* To do
1) Copy the part of the Genentech Experience Center text starting at "Research & Insights" and ending at "involve cultural change.".
2) Carry on the Genentech Experience Center text from the point where it stops.

* Exercise passage
========================================
Genentech Experience Center
Spring 2020 | Associate DIRECTOR and ENGAGEMENT lead AT EPAM CONTINUUM
Objective
Patients, providers, and healthcare partners expect the Genentech experience to match Genentech’s best-in-class science. However, Genentech currently lacks a systematic approach to developing experiences. In early 2020, Genentech embarked on an initiative to create the Experience Center: a home for human-centered design. The physical space on campus will be a place to create seamless, meaningful, and consistent experiences. EPAM Continuum partnered with Genentech to deeply understand employees, patients, and providers to create the vision and experience within the physical space.
Research & Insights
Internal with Genentech Employees
AGILE CAN’T DEFINE THE RIGHT PROBLEM TO SOLVE
During the last 5 years, Genentech has embraced agile methodology. However, agile is a delivery methodology to implement ideas at scale, however, it lacks in tools to create new value. Design thinking is an insight-centric methodology used to discover unmet needs and continuously improve ideas. Both involve cultural change.
========================================
* Provided information
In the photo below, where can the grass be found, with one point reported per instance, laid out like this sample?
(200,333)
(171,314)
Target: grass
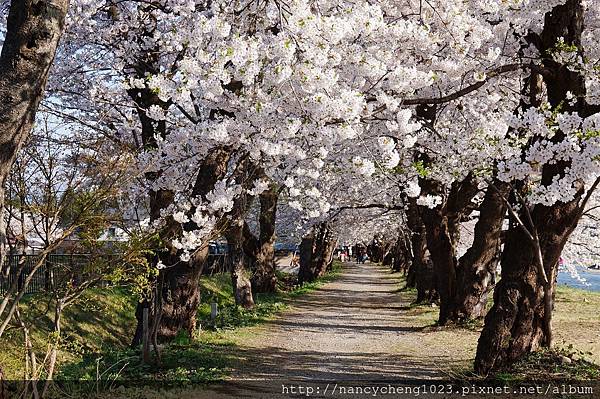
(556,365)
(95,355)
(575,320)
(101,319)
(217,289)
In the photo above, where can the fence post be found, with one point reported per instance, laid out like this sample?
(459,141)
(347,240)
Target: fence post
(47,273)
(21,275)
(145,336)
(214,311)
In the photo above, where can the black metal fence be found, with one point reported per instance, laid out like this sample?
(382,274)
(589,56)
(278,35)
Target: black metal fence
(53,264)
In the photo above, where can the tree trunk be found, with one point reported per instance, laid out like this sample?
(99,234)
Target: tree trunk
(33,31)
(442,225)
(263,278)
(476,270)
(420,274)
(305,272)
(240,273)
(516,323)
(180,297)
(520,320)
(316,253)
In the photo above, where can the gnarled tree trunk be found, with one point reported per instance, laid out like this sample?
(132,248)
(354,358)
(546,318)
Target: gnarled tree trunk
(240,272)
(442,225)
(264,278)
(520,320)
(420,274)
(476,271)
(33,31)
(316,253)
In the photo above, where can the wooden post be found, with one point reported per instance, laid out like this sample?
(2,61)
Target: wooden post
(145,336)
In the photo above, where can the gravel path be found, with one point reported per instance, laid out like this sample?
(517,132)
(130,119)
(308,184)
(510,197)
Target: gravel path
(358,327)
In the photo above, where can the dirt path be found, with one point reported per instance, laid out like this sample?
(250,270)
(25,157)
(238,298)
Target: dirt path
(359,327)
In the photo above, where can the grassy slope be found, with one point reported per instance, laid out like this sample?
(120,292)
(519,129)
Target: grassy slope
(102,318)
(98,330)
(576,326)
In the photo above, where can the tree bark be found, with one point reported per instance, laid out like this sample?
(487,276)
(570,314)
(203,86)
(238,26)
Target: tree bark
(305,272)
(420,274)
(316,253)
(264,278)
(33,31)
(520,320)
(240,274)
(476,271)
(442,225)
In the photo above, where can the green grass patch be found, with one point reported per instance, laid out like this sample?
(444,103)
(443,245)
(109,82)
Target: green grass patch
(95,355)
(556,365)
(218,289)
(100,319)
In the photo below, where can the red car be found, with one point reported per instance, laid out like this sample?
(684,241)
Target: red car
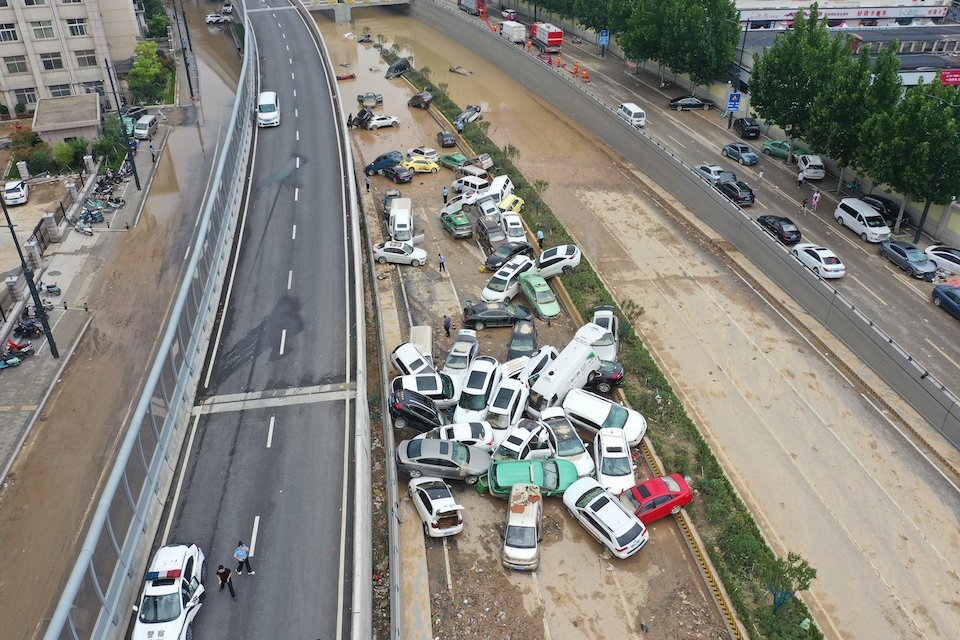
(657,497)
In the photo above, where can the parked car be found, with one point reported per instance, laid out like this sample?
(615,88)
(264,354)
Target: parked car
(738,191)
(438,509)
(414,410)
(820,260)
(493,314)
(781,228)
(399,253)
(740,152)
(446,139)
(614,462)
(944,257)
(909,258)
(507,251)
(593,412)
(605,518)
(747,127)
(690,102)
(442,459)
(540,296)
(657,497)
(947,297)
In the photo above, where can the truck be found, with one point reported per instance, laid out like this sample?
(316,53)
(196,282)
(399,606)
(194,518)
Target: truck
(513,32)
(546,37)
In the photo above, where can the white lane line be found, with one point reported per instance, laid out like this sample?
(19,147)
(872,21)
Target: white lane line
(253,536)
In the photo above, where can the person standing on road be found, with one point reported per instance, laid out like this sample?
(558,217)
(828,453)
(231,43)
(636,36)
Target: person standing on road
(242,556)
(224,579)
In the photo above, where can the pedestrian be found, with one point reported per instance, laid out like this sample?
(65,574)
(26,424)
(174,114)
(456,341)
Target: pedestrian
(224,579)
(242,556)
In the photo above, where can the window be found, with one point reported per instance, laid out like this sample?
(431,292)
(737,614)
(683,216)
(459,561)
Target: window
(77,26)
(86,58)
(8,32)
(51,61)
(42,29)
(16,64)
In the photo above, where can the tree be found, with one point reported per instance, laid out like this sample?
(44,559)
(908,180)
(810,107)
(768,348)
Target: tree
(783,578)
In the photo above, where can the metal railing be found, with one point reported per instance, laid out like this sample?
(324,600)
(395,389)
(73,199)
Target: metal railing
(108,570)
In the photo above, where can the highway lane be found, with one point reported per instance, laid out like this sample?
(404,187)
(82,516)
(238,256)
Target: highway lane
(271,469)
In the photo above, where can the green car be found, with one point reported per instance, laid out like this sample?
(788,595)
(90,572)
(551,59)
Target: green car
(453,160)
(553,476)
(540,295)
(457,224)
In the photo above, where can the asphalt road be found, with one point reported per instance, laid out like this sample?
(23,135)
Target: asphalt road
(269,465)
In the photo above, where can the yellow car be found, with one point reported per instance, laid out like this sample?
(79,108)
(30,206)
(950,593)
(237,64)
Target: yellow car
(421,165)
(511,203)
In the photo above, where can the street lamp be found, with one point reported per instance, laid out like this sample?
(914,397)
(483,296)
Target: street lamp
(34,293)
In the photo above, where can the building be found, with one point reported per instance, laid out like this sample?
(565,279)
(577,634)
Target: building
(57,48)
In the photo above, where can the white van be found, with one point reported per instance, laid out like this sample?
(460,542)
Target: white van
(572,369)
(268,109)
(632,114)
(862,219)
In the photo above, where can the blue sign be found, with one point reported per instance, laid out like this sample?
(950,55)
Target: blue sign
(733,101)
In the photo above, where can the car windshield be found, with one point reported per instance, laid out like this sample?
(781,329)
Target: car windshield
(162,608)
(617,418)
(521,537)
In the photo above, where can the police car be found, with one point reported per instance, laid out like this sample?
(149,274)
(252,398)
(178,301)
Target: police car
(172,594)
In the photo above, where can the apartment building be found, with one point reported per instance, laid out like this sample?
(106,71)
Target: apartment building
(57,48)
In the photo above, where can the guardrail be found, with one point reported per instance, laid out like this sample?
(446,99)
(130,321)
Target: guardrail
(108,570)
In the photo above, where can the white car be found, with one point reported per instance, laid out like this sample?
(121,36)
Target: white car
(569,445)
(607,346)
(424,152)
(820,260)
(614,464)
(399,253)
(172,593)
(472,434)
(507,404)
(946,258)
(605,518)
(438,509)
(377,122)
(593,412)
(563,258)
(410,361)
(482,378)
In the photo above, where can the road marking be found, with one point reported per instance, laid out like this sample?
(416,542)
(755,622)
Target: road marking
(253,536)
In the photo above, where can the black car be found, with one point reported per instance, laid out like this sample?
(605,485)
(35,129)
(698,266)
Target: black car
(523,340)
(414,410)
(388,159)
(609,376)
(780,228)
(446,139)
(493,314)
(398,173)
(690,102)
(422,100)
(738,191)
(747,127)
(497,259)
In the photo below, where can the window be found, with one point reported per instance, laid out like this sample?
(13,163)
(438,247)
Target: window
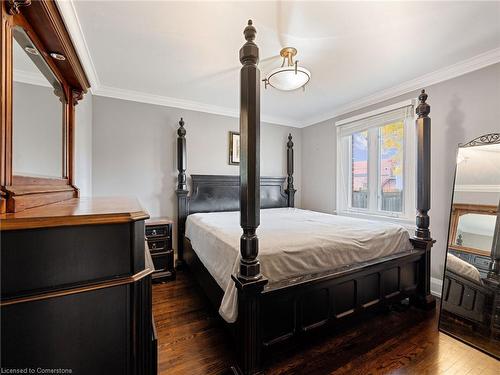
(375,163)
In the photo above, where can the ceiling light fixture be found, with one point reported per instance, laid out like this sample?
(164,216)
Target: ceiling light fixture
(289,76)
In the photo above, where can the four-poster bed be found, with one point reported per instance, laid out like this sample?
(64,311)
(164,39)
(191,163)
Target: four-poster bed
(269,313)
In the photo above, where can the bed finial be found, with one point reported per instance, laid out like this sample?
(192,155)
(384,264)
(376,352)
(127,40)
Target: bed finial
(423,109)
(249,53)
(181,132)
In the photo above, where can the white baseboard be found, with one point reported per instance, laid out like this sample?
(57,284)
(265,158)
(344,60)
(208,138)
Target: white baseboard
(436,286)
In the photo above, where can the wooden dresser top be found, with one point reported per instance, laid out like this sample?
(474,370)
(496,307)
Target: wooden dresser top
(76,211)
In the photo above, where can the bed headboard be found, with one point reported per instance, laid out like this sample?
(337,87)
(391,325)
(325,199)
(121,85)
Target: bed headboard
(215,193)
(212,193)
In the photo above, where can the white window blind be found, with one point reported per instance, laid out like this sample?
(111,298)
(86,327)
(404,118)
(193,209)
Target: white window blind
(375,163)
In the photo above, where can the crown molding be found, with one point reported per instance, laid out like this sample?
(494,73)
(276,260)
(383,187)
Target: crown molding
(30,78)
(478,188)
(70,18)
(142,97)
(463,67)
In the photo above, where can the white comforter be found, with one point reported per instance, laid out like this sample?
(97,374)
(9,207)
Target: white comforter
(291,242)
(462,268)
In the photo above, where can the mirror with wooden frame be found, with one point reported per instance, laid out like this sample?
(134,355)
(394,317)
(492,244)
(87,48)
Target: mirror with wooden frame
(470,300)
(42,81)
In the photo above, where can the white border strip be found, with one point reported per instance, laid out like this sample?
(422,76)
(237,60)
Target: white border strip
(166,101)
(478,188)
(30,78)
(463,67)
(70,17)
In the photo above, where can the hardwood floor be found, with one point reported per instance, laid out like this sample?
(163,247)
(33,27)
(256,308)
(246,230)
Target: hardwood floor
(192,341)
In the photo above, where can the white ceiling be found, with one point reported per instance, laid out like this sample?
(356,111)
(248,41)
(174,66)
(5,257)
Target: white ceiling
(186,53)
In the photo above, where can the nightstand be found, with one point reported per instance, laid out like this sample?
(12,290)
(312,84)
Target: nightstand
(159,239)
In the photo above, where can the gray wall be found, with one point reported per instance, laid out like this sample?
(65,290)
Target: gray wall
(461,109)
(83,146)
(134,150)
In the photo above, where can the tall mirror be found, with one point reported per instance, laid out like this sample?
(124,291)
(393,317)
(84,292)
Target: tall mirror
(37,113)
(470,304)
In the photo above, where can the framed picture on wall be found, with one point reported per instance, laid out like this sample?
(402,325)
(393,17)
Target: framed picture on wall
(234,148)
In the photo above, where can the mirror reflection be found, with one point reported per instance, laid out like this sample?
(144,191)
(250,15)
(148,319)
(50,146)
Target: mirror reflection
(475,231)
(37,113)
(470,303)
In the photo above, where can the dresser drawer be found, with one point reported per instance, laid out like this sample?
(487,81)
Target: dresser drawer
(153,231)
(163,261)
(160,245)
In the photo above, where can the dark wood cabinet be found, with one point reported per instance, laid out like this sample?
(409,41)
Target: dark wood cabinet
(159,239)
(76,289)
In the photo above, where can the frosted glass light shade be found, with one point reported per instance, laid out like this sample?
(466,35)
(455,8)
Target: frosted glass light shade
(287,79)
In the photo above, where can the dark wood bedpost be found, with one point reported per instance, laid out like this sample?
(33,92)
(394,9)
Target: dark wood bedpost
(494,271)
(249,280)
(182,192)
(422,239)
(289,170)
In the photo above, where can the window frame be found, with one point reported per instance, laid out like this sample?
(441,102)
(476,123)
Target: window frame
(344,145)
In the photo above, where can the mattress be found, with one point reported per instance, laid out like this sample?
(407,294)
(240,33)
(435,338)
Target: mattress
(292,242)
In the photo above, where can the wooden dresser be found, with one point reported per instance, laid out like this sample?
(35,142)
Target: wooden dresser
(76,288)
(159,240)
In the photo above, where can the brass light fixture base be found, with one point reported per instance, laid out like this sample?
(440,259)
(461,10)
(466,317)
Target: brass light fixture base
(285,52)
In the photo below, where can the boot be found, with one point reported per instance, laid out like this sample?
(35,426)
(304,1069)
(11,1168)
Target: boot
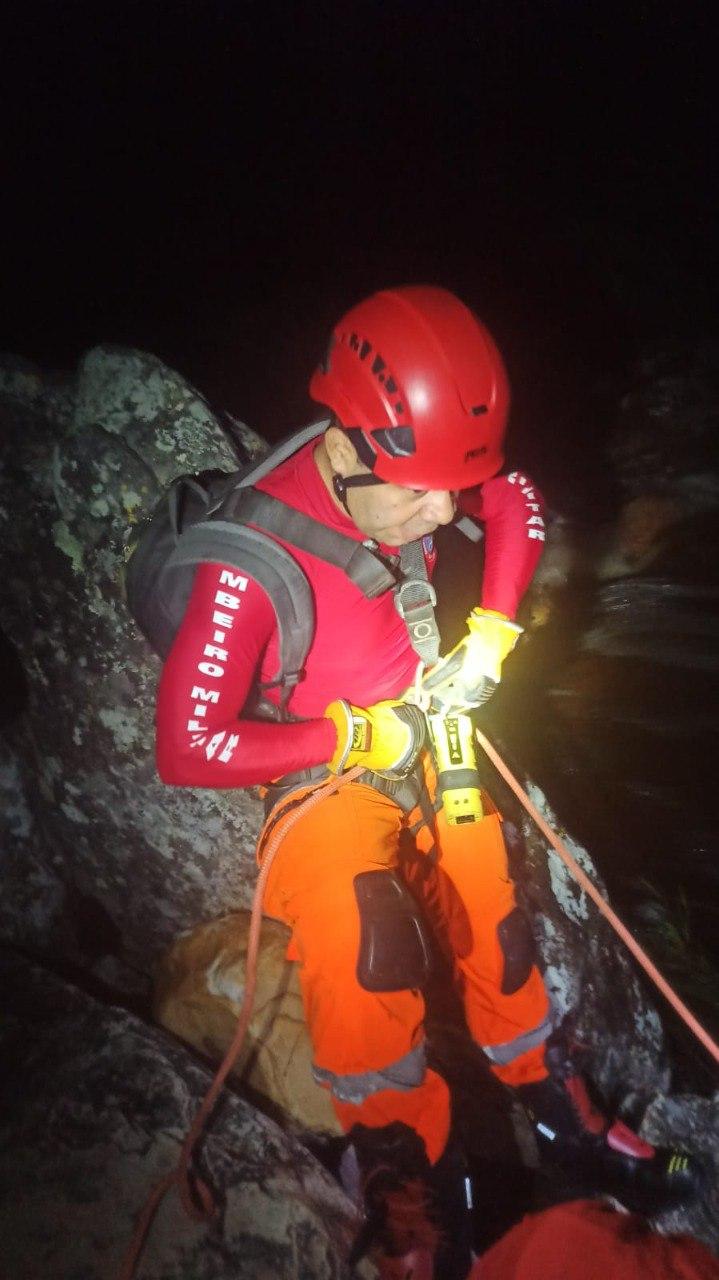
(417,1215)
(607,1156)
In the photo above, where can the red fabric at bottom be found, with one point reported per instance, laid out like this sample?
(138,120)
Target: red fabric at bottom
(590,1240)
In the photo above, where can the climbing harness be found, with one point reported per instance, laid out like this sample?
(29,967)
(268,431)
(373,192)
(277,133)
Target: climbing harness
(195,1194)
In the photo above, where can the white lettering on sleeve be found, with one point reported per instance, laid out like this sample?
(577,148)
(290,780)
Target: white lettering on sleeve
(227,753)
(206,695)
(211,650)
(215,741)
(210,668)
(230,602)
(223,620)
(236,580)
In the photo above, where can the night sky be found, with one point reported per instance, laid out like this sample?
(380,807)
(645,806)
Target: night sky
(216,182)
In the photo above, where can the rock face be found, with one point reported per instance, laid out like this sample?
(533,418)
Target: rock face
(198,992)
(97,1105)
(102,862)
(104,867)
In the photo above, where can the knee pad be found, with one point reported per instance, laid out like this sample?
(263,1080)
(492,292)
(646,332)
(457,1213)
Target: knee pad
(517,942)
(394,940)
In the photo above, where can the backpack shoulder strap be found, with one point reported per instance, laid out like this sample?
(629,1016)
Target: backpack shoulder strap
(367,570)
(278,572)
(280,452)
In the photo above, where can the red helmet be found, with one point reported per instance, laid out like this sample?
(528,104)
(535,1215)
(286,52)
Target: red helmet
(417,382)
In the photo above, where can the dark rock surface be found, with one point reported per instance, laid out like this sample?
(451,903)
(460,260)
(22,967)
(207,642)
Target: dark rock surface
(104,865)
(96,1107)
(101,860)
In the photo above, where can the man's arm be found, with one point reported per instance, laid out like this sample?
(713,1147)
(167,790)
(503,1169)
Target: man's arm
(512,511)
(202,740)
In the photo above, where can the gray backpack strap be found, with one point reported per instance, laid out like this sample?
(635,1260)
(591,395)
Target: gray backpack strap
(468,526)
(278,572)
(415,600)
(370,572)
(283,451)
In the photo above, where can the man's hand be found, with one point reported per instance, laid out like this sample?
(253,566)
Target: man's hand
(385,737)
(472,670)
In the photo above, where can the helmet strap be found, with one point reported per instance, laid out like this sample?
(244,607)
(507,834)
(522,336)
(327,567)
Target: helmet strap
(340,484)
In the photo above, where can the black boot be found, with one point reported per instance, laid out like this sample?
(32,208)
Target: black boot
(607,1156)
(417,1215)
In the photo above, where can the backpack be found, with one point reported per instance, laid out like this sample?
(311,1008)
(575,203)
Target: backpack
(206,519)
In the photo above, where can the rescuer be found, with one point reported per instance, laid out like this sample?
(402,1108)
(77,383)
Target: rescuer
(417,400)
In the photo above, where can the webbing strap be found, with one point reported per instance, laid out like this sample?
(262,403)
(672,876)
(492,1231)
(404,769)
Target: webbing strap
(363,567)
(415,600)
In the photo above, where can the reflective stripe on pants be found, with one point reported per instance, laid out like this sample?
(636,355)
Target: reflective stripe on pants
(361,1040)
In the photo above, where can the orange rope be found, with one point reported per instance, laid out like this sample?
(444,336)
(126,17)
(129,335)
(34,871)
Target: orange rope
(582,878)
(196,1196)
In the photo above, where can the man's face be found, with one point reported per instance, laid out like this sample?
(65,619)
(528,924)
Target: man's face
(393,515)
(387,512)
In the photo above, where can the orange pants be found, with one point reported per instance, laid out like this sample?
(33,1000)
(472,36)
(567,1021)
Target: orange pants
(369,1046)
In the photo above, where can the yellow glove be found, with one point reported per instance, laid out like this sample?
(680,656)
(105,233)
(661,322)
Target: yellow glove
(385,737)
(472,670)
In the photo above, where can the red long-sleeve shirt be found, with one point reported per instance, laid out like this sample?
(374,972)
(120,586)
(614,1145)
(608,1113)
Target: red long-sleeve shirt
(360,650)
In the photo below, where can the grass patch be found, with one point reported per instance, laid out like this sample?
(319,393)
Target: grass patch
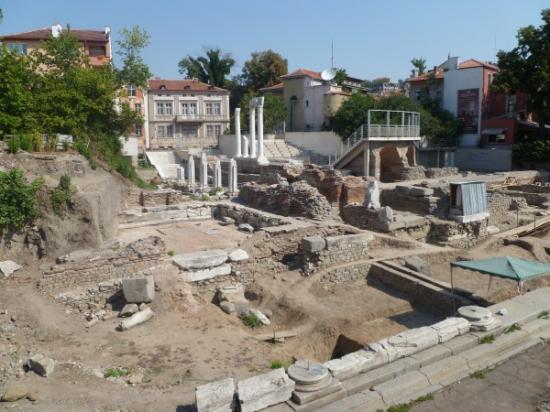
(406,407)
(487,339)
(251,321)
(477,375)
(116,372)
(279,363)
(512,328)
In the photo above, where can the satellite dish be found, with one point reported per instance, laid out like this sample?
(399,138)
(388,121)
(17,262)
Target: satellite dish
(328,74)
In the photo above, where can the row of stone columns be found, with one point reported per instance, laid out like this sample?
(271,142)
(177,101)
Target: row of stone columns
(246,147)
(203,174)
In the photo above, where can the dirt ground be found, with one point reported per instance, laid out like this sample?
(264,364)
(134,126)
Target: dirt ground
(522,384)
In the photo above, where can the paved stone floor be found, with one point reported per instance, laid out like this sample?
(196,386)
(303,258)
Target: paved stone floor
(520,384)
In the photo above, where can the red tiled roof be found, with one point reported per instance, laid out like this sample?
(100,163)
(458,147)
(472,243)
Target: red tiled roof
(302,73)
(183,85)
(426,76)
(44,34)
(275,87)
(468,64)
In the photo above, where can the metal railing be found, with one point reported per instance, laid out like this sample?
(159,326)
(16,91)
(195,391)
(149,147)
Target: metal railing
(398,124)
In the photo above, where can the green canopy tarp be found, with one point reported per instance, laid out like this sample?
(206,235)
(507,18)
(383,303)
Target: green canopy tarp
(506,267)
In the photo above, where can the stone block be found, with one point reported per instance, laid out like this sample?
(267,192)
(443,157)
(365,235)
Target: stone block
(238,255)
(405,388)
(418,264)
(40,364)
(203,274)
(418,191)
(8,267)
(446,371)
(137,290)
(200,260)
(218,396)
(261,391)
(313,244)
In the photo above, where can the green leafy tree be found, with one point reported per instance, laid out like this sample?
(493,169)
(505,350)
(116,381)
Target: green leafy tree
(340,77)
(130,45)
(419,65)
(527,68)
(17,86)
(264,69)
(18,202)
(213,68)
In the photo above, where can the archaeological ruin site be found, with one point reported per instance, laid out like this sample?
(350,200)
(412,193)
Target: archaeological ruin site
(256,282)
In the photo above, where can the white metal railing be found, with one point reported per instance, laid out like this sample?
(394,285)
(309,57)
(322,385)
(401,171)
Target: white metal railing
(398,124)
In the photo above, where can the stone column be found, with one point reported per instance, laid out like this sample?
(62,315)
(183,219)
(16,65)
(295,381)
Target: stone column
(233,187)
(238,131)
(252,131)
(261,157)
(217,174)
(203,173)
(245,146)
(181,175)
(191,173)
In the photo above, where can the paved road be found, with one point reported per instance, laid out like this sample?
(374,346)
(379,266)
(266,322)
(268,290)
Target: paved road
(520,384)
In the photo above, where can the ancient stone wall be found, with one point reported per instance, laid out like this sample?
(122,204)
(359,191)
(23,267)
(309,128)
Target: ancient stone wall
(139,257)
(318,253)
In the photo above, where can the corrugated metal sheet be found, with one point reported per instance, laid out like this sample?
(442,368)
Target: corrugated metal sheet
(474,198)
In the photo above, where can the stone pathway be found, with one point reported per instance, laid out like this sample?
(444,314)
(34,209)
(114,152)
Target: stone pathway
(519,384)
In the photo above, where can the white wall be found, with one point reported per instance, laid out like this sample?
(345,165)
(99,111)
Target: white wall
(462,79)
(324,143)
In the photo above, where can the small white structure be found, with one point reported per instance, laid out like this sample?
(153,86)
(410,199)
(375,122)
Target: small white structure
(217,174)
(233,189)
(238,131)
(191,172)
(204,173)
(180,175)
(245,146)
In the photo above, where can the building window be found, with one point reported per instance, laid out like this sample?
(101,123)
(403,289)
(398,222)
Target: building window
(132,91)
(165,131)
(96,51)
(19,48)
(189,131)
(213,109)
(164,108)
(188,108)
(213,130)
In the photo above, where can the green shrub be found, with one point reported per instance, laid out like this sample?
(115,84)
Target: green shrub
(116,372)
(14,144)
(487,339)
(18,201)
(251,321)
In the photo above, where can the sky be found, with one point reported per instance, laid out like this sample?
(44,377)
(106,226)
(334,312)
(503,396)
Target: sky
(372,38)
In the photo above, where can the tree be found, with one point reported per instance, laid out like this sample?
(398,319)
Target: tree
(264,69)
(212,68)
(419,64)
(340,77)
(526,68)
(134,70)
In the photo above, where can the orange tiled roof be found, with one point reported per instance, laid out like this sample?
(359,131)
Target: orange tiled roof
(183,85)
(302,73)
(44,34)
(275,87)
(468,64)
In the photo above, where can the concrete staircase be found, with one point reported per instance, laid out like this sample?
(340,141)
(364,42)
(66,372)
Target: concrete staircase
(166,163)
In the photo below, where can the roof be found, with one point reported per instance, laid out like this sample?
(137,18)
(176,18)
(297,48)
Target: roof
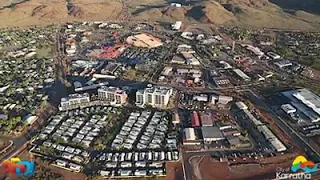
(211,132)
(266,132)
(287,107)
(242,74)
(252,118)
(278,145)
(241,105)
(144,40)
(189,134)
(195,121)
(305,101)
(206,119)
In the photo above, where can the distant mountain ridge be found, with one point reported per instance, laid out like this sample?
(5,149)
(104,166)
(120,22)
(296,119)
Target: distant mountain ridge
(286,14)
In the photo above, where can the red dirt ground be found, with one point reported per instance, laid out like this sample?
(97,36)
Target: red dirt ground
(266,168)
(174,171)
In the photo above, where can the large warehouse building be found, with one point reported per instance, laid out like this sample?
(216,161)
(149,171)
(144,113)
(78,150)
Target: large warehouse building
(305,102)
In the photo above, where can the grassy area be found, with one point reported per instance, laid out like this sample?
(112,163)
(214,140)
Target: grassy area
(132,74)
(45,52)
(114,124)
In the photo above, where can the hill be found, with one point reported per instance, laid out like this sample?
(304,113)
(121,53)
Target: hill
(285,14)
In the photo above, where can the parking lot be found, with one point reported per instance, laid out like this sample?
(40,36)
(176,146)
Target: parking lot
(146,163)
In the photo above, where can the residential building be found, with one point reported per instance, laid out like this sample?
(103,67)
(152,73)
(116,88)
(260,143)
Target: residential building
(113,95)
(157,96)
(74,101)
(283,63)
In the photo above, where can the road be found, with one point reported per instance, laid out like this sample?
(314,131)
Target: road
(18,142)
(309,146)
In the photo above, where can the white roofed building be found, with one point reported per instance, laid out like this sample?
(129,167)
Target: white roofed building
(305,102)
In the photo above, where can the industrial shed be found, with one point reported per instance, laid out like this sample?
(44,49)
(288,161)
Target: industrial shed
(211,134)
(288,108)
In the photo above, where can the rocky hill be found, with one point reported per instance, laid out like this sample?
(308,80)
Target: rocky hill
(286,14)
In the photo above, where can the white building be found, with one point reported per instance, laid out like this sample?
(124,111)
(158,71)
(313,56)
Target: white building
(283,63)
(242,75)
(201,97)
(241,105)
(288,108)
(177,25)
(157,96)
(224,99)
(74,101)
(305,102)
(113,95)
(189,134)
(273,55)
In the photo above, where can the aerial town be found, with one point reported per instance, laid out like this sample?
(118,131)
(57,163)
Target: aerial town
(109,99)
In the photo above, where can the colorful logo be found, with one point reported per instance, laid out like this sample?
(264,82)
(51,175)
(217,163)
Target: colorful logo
========================================
* Expected responses
1)
Research & Insights
Internal with Genentech Employees
AGILE CAN’T DEFINE THE RIGHT PROBLEM TO SOLVE
During the last 5 years, Genentech has embraced agile methodology. However, agile is a delivery methodology to implement ideas at scale, however, it lacks in tools to create new value. Design thinking is an insight-centric methodology used to discover unmet needs and continuously improve ideas. Both involve cultural change.

2)
THE FOCUS NEEDS TO BE ON CUSTOMER-CENTRICITY, NOT SPEED
Time is the currency at Genentech. While there’s a genuine desire to be customer-centric, the time and effort it takes to recruit and co-create is often seen as a barrier, as opposed to an enabler.
CO-CREATION IS MORE THAN VALIDATION
Genentech creates problem statements on behalf of their customers and patients that are often grounded in GNE’s needs, not their users. Customer-centricity focuses on listening and understanding. Listening requires setting aside preconceptions and judgments: it is an exercise in humility. When patients or providers are called upon to provide feedback, it tends to be for validation or adjustment. It isn’t done in a way that tests the essential value proposition.
WEIGHING THE OPPORTUNITY COST
There is currently no mechanism to weigh if a project is worth pursuing aside from the time the project will take and intuition. Time may be better spent on more meaningful projects, but there’s no existing tool or process for recognizing that.
External with Potential Visitors (Patients and Providers)
I PARTICIPATE TO HELP THE NEXT GENERATION
Participants in interviews want to be able to contribute to the greater good. This is especially true with patients, who want to help future generations who have their conditions.
I NEVER KNOW MY IMPACT
Participants only know if their input matters in an interview when the facilitators provide verbal or facial cues. Unless the product or service makes it to market, participants are never told how their interview has contributed to or impacted the project. Participants are blind to what will be discussed. They want to know they are helpful and are contributing to the conversation.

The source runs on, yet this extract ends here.